_Objective:_ Could you reproduce the stretch from the line containing "of the cumulus" through the end of the records, requests included, with every point coordinate in the answers multiplied by 0.65 and rounded to a whole number, halves rounding up?

_Dataset rows:_
■ ■ ■ ■ ■

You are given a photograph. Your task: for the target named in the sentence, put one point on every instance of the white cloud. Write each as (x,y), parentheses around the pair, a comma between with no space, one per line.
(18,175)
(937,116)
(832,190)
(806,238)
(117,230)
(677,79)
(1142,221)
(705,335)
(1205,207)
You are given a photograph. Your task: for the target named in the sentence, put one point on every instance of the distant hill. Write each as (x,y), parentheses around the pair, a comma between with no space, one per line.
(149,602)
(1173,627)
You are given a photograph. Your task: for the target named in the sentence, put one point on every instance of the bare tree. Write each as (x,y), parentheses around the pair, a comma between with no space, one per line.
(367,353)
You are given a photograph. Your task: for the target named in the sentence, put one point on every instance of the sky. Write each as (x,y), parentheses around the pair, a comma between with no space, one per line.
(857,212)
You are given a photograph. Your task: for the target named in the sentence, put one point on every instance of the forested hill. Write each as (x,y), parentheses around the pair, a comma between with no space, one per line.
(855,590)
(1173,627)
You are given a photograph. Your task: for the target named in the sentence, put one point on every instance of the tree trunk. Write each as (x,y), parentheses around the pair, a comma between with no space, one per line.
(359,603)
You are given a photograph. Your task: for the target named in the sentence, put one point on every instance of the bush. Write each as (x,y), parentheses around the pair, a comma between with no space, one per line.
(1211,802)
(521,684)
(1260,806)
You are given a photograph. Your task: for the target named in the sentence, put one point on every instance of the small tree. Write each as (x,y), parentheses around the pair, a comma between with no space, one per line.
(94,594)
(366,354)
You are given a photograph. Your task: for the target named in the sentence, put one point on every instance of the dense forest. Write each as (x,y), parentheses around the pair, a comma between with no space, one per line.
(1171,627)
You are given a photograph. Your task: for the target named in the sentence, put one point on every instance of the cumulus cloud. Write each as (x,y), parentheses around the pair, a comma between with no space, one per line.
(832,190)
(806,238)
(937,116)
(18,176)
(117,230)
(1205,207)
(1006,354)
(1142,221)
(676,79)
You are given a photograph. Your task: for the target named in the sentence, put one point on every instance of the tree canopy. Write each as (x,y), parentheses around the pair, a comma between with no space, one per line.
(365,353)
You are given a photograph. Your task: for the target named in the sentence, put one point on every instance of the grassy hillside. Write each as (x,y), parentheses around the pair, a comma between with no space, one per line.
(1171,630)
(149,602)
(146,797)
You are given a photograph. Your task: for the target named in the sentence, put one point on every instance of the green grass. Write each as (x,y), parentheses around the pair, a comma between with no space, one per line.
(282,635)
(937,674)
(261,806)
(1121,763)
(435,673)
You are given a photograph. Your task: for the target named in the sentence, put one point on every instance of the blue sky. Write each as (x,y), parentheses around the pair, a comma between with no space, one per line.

■ ■ ■ ■ ■

_Solved problem:_
You are given a photograph. Your task: for the target named in the sentence, put one point on every instance of the cumulus cloud. Write each as (x,y), parentheses around the pair, a comma between with no space, one per line.
(541,124)
(524,155)
(609,75)
(12,114)
(76,150)
(783,135)
(654,230)
(742,144)
(439,51)
You are given a photograph. Your task: for the target named in the sentence, put one point on every instance of the tree canopy. Write each as (x,y), parentheses around the pair, a comma between with no space, one per line.
(237,229)
You are given a photograph. Your task: for the target named in the sentence, put one point on every instance of the grassy hillside. Write each as (x,y), parentheses around the pair, a comma between with no space, one per line.
(761,410)
(97,391)
(95,518)
You are given a photograph. Your task: for the target named in the sentence, put one point on every instance of the green grass. Write each as (x,y), parentheses around the pair, a comma between with no space, one per line.
(183,413)
(609,438)
(170,524)
(729,496)
(283,437)
You are given a photograph. Your task: for the target named in the sentence, put one point on every instance of the blue sky. Write each as (x,y), parentheses around the pair, a comma between with no space, one per line.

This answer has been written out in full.